Thursday, April 09, 2020

Yellow-breasted Chat

(Above:  Yellow-breasted Chat, 12" x 12" mini art quilt.  Manipulated digital image printed on fabric with hand stitching and trapunto/stuffing.  Click on any image to enlarge.)

Earlier this year I created three, 12" x 12" mini art quilts that included a central image "stuffed" from the reverse.  This technique is called trapunto.  When approaching this technique, it is essential that no stitching is done between the two layers, front and back.  That's where the "stuffing" goes.  While stitching the last piece, I wondered how I might stitch in this area and still do the trapunto work.


(Above:  Photograph of the dead yellow-breasted chat.)

I had an idea but needed an image ... something with an obvious, central shape and an equally obvious background.  I'm sure the current COVID-19 crisis had a lot to do with my selection of a dead gold finch.  Every day news carries statistics of increasing numbers of the infected and of those who have died.  How very different this year is from last year when I was in Belle, Missouri at the Osage Art Community art residency program.  During my stay, the neighbor mentioned finding a dead gold finch.  (At the time, we thought it was a dead gold finch.  Since originally posting this blog entry, I've learned and re-titled the piece correctly as a Yellow-breasted chat!)  I retrieved it from her trash bin and took over seventy images of the poor, beautiful bird.  Dead birds have always held a place of sacred fascination for me and for many other, famous artists ...
● ● ●
TASKS AND EXERCISES:
a) According to the blog post, what is the technique of stuffing a central image from the reverse called?
b) Transcribe the blog post from "Thursday, April 09, 2020" up to and including "image to enlarge.)".
● ● ●
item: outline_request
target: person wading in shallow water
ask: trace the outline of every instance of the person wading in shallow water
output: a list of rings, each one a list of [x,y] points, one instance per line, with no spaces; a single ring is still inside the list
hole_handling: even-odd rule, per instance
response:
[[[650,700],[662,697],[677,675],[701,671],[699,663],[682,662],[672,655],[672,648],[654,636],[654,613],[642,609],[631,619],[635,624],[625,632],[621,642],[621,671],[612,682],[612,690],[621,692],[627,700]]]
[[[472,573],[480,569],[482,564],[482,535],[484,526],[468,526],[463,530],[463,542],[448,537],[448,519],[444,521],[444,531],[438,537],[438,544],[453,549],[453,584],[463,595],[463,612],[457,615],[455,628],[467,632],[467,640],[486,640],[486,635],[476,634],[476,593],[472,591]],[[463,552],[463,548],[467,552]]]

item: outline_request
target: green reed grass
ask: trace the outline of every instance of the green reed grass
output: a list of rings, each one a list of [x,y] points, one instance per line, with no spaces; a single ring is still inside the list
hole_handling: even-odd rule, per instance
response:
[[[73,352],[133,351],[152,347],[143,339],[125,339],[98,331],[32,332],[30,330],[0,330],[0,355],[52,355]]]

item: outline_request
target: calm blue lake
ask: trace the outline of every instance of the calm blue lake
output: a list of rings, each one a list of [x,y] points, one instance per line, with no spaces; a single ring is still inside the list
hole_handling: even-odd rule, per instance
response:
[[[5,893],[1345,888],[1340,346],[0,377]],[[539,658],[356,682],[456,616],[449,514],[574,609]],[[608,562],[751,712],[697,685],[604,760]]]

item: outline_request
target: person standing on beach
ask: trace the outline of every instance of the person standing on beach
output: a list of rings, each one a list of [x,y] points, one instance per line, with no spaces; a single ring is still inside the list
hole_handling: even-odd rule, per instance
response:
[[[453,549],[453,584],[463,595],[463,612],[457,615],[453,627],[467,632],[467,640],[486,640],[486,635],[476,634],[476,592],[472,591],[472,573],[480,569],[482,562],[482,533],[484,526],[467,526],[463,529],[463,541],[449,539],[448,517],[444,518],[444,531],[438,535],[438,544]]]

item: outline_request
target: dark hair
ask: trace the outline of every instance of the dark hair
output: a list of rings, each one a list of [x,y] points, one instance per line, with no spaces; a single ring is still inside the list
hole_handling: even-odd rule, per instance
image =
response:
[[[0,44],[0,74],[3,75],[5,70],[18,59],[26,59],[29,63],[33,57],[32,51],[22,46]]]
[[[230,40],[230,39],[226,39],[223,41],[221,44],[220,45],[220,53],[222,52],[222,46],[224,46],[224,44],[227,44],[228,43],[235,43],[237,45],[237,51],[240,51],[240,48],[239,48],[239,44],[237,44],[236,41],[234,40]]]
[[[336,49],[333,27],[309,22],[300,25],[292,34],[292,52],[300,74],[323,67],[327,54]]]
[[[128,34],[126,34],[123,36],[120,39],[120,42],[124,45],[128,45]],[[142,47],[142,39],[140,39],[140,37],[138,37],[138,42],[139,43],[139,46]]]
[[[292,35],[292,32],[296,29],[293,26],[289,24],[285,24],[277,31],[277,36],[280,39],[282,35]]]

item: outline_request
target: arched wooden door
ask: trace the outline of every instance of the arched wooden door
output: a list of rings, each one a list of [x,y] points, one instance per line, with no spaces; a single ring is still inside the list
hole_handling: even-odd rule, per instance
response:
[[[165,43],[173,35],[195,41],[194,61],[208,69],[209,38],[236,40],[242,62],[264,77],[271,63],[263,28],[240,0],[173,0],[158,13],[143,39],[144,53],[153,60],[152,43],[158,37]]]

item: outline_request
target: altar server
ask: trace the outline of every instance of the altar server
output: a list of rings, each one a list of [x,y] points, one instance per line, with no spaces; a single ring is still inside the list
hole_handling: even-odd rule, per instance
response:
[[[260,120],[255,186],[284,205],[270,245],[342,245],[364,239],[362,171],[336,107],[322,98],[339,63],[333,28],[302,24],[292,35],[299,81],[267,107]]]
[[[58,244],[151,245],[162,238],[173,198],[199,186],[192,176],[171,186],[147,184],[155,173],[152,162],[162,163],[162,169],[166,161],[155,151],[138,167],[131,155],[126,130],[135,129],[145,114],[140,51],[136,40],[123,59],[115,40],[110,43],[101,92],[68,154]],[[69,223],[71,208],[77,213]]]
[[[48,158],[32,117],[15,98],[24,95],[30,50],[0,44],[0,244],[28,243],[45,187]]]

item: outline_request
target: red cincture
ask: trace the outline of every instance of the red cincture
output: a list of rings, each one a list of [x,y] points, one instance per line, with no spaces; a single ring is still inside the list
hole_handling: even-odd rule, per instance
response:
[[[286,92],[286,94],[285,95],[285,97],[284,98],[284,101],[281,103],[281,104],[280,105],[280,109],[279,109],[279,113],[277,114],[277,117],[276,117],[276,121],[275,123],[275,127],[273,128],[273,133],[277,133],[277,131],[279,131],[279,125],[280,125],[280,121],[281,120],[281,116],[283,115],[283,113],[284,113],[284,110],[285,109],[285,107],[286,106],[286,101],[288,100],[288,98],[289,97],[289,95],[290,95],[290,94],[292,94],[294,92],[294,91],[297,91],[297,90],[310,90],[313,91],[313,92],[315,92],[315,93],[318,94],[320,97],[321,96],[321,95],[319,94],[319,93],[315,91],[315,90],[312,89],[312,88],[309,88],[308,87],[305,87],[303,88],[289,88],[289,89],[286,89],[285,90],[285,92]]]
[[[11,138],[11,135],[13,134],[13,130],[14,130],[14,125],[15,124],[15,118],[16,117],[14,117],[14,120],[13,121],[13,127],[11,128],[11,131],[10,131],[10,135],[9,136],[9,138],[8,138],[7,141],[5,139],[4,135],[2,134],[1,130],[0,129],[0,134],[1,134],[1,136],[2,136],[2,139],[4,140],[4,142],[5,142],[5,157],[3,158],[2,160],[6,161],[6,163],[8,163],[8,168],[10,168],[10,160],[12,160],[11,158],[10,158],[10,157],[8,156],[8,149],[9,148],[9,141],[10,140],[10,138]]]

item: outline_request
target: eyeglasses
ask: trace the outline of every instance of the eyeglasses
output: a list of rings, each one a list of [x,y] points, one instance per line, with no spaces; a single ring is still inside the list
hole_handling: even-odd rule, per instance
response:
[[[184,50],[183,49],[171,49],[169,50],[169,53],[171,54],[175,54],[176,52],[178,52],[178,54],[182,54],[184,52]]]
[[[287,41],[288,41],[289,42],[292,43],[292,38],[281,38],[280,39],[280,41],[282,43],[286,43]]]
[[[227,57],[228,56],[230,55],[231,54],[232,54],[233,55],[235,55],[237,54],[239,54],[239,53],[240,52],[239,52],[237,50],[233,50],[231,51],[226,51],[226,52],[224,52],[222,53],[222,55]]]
● ● ●
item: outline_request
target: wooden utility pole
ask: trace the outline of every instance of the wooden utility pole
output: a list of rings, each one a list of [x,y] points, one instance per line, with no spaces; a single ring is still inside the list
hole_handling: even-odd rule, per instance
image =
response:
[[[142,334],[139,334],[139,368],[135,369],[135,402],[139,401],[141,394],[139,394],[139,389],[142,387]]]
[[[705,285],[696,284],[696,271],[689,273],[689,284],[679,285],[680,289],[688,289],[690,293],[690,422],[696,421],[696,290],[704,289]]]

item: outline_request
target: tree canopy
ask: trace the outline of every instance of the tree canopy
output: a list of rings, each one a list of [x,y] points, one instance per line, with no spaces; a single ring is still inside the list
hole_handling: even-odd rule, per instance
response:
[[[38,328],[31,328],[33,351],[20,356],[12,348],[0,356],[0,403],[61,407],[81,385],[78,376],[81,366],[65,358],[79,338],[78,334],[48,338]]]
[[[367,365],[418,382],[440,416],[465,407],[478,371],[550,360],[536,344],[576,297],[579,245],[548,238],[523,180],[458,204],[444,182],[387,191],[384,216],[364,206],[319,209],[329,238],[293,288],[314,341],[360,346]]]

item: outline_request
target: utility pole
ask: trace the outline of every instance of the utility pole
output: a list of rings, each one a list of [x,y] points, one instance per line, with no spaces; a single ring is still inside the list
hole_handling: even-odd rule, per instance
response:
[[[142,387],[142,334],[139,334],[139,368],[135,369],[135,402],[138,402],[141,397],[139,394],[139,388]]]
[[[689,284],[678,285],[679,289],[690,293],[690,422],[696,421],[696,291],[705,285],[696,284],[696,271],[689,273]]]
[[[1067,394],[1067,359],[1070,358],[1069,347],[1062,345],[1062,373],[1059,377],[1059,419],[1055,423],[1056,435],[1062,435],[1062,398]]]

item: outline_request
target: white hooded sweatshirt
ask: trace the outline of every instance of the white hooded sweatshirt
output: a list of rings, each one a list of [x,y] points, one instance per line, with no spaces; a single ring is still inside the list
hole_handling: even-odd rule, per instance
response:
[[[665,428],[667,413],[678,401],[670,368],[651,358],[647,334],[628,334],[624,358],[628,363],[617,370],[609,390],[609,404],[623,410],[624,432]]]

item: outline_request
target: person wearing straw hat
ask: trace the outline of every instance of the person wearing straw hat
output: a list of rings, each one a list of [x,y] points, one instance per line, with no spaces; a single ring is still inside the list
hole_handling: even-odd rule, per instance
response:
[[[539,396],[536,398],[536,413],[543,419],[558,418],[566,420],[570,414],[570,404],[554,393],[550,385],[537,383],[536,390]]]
● ● ●
RESPONSE LIST:
a) Trapunto

b)
Thursday, April 09, 2020

Yellow-breasted Chat

(Above:  Yellow-breasted Chat, 12" x 12" mini art quilt.  Manipulated digital image printed on fabric with hand stitching and trapunto/stuffing.  Click on any image to enlarge.)